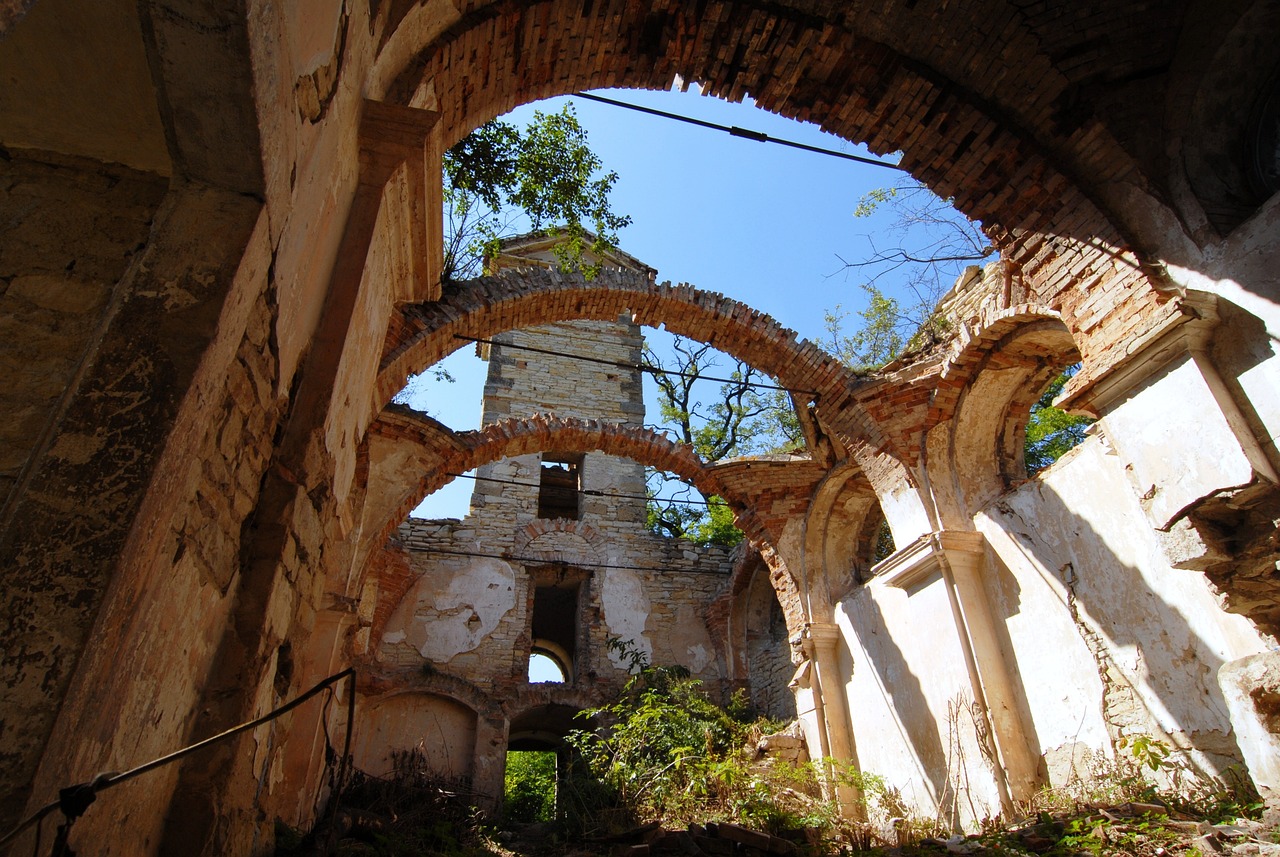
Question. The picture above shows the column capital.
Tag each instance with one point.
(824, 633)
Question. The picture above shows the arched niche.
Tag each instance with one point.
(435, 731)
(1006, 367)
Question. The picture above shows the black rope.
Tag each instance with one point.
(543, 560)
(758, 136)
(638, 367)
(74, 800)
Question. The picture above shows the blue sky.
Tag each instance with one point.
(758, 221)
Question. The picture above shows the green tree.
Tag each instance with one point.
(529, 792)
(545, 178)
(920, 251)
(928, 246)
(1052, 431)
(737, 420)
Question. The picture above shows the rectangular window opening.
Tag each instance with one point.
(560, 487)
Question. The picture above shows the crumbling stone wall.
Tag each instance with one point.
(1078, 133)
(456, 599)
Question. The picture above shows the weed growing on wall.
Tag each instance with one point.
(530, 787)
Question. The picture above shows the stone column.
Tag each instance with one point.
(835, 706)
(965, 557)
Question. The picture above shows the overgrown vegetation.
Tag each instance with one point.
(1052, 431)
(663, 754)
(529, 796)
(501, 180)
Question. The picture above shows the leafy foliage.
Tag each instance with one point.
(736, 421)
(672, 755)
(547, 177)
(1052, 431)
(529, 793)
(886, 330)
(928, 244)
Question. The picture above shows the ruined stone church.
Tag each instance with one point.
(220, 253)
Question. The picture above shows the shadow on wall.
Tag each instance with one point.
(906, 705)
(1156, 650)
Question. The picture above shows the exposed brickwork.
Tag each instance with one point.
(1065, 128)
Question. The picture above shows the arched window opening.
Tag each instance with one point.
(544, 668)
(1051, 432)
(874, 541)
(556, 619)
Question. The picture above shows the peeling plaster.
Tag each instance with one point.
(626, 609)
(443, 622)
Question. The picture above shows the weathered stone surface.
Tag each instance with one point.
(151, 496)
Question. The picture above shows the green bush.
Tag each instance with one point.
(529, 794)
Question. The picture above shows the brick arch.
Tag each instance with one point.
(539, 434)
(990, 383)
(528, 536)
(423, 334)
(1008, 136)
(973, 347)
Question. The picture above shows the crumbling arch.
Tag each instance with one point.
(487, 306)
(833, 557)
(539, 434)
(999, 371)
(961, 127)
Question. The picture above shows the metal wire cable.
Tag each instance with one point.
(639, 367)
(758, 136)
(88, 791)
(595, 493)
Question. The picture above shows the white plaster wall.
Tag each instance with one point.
==
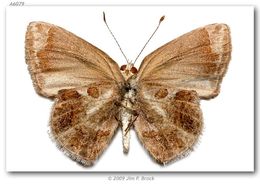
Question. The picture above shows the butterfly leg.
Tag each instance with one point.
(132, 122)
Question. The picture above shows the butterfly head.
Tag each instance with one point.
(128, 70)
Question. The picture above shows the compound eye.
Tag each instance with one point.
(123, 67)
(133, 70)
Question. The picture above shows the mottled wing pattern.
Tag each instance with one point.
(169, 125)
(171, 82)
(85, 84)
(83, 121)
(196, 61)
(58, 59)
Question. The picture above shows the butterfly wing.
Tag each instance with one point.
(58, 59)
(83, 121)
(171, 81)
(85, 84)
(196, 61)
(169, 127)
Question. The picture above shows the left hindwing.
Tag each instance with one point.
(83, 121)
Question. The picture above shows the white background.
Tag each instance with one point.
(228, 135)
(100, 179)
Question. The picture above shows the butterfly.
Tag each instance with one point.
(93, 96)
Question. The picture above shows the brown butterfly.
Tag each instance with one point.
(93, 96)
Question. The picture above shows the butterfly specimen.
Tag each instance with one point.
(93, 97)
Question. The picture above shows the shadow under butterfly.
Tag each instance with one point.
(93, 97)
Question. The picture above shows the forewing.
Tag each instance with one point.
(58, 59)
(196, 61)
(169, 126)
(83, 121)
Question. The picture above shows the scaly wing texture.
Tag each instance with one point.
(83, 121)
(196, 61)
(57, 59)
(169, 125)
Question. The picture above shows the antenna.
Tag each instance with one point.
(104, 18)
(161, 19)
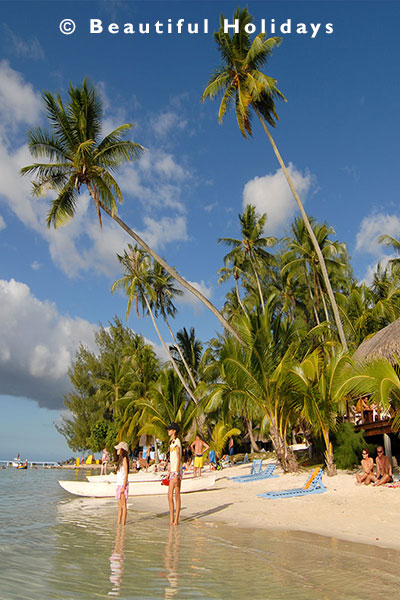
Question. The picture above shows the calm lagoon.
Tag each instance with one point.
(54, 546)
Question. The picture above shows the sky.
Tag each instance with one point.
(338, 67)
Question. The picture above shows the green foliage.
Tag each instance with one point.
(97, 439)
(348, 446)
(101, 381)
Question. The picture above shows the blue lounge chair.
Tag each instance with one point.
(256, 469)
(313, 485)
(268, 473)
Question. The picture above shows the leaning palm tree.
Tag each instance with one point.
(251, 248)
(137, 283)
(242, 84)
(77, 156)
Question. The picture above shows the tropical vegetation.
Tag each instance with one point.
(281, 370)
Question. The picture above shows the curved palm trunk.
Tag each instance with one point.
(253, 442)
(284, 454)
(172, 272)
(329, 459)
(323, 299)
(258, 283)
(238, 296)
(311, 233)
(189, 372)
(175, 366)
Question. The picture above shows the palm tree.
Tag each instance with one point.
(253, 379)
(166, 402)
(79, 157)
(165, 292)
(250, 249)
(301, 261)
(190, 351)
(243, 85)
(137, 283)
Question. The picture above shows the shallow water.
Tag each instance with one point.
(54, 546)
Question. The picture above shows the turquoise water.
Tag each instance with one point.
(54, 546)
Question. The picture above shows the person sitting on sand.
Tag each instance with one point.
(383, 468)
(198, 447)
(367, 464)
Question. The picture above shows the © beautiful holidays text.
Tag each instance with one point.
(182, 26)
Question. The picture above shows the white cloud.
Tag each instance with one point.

• Description of the task: Extract each line of the data above that contains the word "butterfly".

• Task response:
Question. The picture above shows the butterfly leg.
Question. The picture above shows the butterfly head.
Question. The picture above shows the butterfly wing.
Question. The picture above shows the butterfly.
Question. The picture above shows the brown butterfly.
Question. The picture above shows the butterfly specimen.
Question. The picture above shows the shadow under butterfly.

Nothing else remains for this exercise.